### WHAT YOU HAVE TO DO:
Output exactly the lines that run from the start of the records to the line with "Target: palm tree", counting both ends, and skip the pictures.

### SUPPLIED INFORMATION:
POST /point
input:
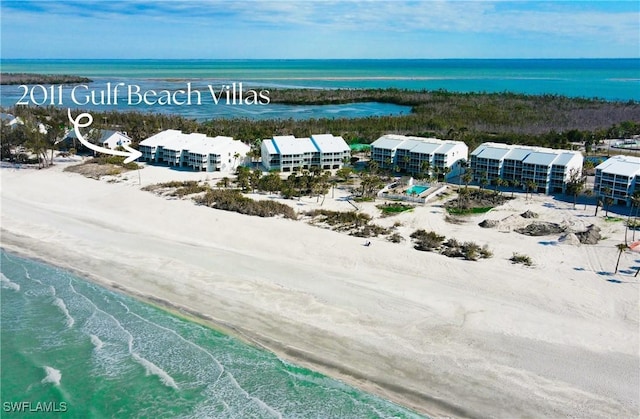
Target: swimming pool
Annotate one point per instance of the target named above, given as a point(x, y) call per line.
point(416, 190)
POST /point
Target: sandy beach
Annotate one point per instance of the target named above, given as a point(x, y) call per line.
point(443, 336)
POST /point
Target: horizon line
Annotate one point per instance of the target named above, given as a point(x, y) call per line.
point(320, 59)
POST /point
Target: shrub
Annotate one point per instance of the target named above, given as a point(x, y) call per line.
point(518, 258)
point(395, 238)
point(426, 240)
point(233, 200)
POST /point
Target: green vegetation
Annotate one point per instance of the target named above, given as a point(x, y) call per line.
point(355, 223)
point(474, 201)
point(547, 120)
point(468, 211)
point(177, 188)
point(429, 241)
point(115, 160)
point(233, 200)
point(97, 167)
point(29, 78)
point(394, 208)
point(395, 238)
point(519, 258)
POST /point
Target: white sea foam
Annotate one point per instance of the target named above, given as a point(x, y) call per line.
point(153, 369)
point(7, 283)
point(53, 376)
point(97, 343)
point(58, 302)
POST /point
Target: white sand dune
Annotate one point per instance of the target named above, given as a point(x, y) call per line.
point(444, 336)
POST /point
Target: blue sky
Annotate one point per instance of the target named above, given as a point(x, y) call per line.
point(290, 29)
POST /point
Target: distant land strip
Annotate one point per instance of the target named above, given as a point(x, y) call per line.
point(30, 78)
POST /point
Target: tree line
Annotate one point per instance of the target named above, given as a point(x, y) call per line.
point(547, 120)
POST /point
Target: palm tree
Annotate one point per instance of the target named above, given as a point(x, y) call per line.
point(635, 202)
point(587, 193)
point(621, 248)
point(406, 159)
point(531, 187)
point(514, 183)
point(373, 166)
point(483, 180)
point(425, 167)
point(606, 194)
point(467, 178)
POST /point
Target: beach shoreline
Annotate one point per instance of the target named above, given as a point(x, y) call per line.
point(458, 342)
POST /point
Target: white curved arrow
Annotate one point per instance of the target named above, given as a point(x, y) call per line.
point(131, 154)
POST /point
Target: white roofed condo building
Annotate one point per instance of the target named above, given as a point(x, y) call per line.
point(418, 155)
point(114, 139)
point(197, 151)
point(287, 153)
point(549, 169)
point(619, 178)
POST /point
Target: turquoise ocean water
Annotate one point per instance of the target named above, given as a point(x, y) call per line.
point(609, 79)
point(81, 349)
point(77, 346)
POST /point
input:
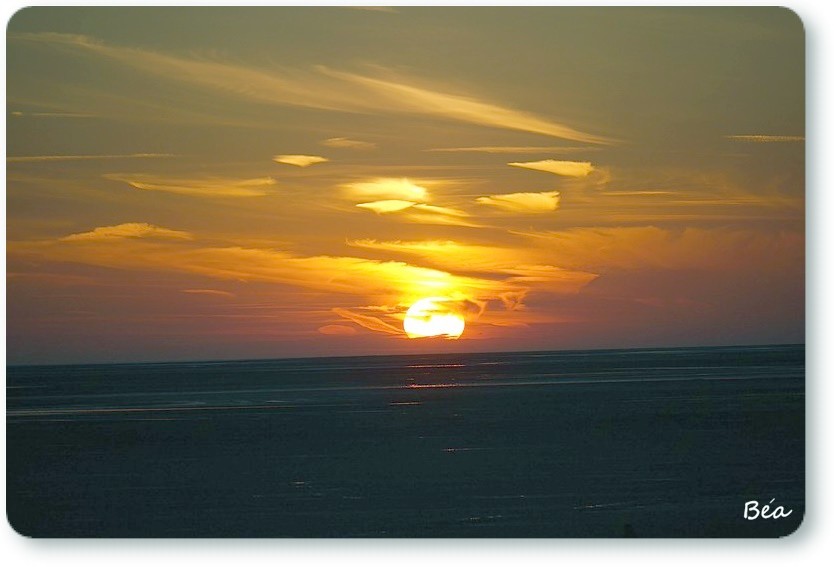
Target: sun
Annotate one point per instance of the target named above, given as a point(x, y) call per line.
point(429, 317)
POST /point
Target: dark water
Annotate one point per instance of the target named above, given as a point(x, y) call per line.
point(646, 443)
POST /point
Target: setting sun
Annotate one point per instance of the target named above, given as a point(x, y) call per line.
point(429, 317)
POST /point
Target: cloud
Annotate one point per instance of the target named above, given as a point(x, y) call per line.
point(340, 330)
point(404, 97)
point(441, 210)
point(386, 189)
point(649, 247)
point(348, 143)
point(299, 160)
point(387, 206)
point(523, 202)
point(566, 168)
point(14, 159)
point(522, 264)
point(420, 212)
point(636, 193)
point(201, 187)
point(386, 9)
point(216, 292)
point(128, 230)
point(21, 114)
point(320, 88)
point(368, 321)
point(765, 139)
point(516, 149)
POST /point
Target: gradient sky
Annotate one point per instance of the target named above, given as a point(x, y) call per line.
point(215, 183)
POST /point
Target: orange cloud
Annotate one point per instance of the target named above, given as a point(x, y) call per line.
point(299, 160)
point(764, 138)
point(197, 187)
point(385, 188)
point(565, 168)
point(387, 206)
point(348, 143)
point(340, 330)
point(523, 202)
point(127, 230)
point(368, 321)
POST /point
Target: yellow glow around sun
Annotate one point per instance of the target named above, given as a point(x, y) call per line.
point(429, 317)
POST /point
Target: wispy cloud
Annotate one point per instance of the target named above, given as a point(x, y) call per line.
point(320, 88)
point(348, 143)
point(566, 168)
point(517, 149)
point(420, 212)
point(523, 202)
point(387, 206)
point(299, 160)
point(85, 157)
point(368, 321)
point(339, 330)
point(21, 114)
point(641, 247)
point(406, 97)
point(385, 9)
point(214, 292)
point(765, 139)
point(200, 187)
point(128, 230)
point(386, 188)
point(519, 264)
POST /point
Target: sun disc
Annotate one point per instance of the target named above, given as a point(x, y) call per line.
point(431, 317)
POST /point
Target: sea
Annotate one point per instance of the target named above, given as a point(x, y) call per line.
point(647, 443)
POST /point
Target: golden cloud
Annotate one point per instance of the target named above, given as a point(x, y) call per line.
point(565, 168)
point(197, 187)
point(386, 188)
point(299, 160)
point(320, 88)
point(340, 330)
point(523, 202)
point(516, 149)
point(368, 321)
point(387, 206)
point(128, 230)
point(765, 139)
point(348, 143)
point(21, 159)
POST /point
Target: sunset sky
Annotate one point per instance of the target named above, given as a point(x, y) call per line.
point(215, 183)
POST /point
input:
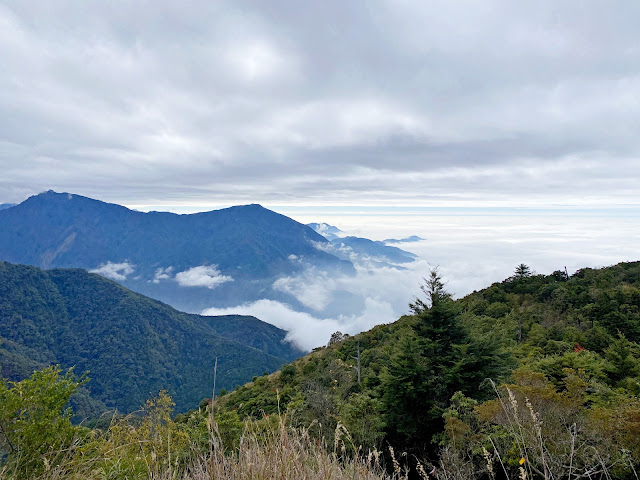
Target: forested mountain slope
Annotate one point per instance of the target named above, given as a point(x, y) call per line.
point(132, 345)
point(566, 347)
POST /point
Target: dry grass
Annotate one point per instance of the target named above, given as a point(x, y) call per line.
point(278, 452)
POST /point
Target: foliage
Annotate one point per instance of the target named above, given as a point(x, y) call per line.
point(35, 425)
point(132, 345)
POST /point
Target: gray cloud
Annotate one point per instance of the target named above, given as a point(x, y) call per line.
point(278, 102)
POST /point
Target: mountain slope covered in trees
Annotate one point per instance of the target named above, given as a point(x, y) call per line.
point(559, 350)
point(132, 345)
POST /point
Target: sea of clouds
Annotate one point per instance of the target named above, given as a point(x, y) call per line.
point(472, 249)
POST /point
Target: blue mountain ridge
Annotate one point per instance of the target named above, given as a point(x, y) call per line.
point(245, 248)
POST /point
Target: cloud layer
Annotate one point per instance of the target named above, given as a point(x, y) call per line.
point(467, 103)
point(202, 276)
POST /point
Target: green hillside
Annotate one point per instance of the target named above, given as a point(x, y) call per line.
point(132, 346)
point(564, 346)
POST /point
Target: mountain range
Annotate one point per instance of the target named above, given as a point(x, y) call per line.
point(221, 259)
point(132, 346)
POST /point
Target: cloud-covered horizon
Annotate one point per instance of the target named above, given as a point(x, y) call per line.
point(371, 103)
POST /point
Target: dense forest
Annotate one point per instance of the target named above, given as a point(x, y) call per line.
point(534, 377)
point(551, 352)
point(132, 346)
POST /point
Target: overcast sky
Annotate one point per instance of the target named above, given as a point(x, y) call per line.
point(516, 103)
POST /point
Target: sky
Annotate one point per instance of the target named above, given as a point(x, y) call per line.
point(197, 104)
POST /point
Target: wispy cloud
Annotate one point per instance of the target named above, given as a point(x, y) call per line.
point(308, 331)
point(115, 271)
point(203, 276)
point(162, 274)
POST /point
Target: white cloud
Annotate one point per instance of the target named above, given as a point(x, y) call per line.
point(162, 274)
point(308, 331)
point(202, 276)
point(115, 271)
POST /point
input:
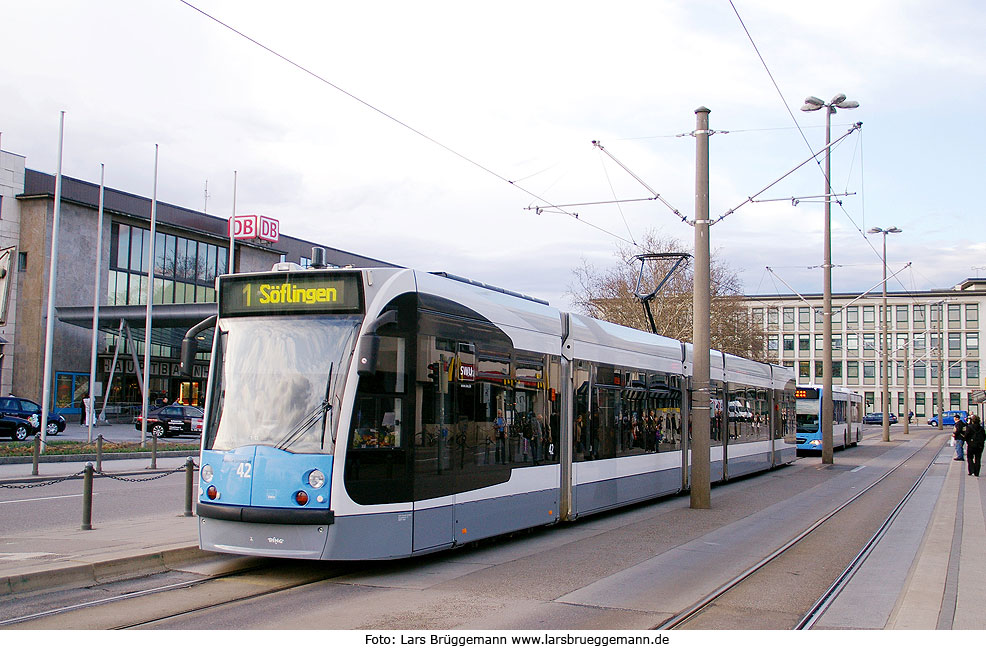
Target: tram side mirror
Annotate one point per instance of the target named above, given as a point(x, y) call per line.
point(189, 349)
point(190, 346)
point(366, 361)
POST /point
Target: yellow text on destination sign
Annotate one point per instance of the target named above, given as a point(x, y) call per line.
point(294, 294)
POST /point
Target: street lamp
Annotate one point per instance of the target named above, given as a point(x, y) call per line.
point(812, 103)
point(883, 335)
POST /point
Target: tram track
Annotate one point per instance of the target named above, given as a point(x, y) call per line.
point(197, 595)
point(706, 613)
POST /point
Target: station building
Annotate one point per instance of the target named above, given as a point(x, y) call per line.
point(191, 250)
point(929, 333)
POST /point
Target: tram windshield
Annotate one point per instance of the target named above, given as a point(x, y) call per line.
point(276, 381)
point(808, 414)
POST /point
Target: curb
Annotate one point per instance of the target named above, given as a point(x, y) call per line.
point(91, 457)
point(103, 571)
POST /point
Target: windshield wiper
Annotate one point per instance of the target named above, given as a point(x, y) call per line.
point(312, 417)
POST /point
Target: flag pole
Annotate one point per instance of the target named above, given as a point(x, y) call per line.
point(50, 320)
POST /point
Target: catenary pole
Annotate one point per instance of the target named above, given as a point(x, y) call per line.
point(148, 317)
point(91, 408)
point(701, 420)
point(53, 268)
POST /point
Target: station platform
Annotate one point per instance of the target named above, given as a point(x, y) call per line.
point(927, 572)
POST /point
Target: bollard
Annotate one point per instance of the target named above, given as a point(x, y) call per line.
point(189, 481)
point(99, 454)
point(87, 497)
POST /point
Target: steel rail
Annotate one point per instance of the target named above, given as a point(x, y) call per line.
point(823, 603)
point(699, 606)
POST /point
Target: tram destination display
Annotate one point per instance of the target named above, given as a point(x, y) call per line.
point(278, 294)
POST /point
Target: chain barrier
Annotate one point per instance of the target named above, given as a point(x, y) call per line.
point(156, 477)
point(27, 484)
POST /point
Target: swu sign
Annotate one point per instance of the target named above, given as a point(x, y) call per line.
point(252, 227)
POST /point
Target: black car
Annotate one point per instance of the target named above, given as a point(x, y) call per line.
point(28, 410)
point(15, 428)
point(173, 421)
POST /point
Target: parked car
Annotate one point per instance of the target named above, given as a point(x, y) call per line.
point(173, 421)
point(28, 410)
point(948, 418)
point(15, 427)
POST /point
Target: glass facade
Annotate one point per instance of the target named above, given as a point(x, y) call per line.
point(185, 270)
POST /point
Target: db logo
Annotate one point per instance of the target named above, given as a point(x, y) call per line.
point(250, 227)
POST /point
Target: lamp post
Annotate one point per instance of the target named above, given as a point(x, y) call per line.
point(812, 103)
point(883, 334)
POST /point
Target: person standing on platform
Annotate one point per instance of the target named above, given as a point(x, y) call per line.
point(959, 434)
point(975, 439)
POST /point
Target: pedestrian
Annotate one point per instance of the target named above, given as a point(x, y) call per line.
point(975, 438)
point(958, 433)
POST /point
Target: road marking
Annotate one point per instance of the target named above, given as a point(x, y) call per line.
point(28, 500)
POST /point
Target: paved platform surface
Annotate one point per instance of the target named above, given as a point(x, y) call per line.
point(927, 572)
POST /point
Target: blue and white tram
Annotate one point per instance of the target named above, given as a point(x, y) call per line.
point(385, 413)
point(847, 407)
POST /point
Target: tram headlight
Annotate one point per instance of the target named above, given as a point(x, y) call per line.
point(316, 479)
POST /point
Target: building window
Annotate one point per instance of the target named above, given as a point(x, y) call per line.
point(185, 270)
point(901, 312)
point(954, 315)
point(919, 316)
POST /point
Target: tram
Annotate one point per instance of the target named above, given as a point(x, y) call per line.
point(846, 422)
point(385, 413)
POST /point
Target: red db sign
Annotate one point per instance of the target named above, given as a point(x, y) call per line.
point(252, 227)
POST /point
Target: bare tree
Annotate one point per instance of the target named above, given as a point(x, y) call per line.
point(609, 295)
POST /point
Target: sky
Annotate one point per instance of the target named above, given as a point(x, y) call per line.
point(438, 128)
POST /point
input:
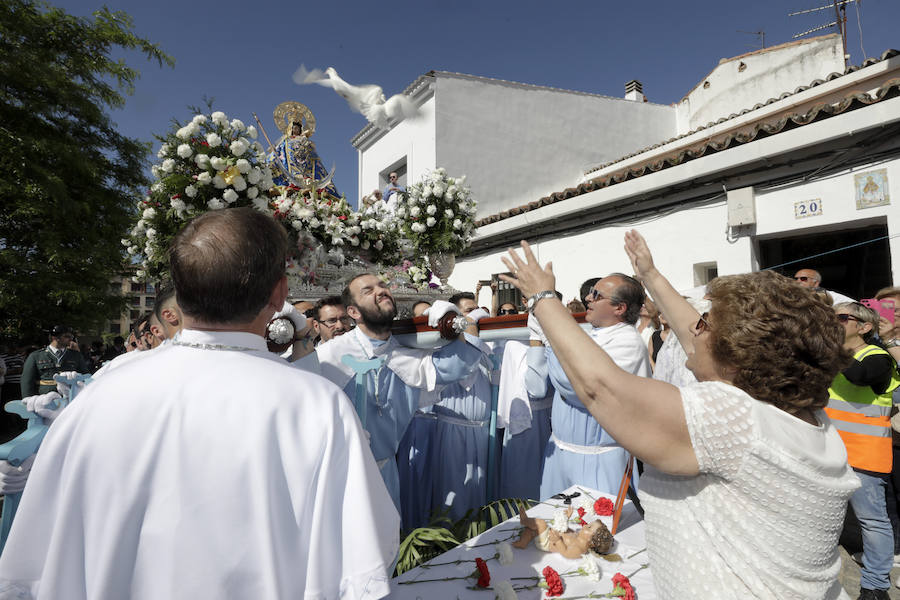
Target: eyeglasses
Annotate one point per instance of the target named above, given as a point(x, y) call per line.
point(334, 321)
point(702, 325)
point(844, 317)
point(595, 295)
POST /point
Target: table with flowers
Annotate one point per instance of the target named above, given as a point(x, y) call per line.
point(486, 566)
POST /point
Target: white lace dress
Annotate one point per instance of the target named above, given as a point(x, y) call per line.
point(762, 518)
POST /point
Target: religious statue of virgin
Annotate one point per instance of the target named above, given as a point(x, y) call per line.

### RESULT FOR THIS TASK:
POST /point
input:
Target: swimming pool
Annotate one point per instance of the target named above, given as a point(x, y) call per line.
point(416, 190)
POST /point
Target: sandy beach
Annotate one point per instance of the target named above, given as a point(x, y) call per line.
point(443, 336)
POST /point
Target: horizon line
Annotate one point per instance of the target named above, given as a point(x, y) call per line.
point(320, 59)
POST /point
Target: shrub
Annotate one point per instance of the target named above, given as a point(x, y) call per line.
point(518, 258)
point(395, 238)
point(426, 240)
point(233, 200)
POST /point
Target: green vegetation
Annotate one point per instance of the target named above, given as a point(x, y) call per line.
point(355, 223)
point(474, 201)
point(547, 120)
point(468, 211)
point(177, 188)
point(429, 241)
point(115, 160)
point(233, 200)
point(97, 167)
point(29, 78)
point(394, 208)
point(395, 238)
point(519, 258)
POST /point
Target: white sea foam
Annotate one point per instance of the target named above, given as a point(x, y) call per line.
point(153, 369)
point(7, 283)
point(53, 376)
point(97, 343)
point(58, 302)
POST /point
Target: white sand dune
Annotate one point per instance of the target named above, given as a point(x, y) call per line.
point(444, 336)
POST /point
Target: blue sky
Annotate one point per instance of the target named above, given as a point(x, y) call per line.
point(290, 29)
POST /point
Target: distant land strip
Annotate one point per instance of the target named above, given as a point(x, y) call per line.
point(30, 78)
POST /point
Target: tree line
Annotate one point per instance of the target named above, given as a point(x, y) call per line.
point(547, 120)
POST /point
Target: palm tree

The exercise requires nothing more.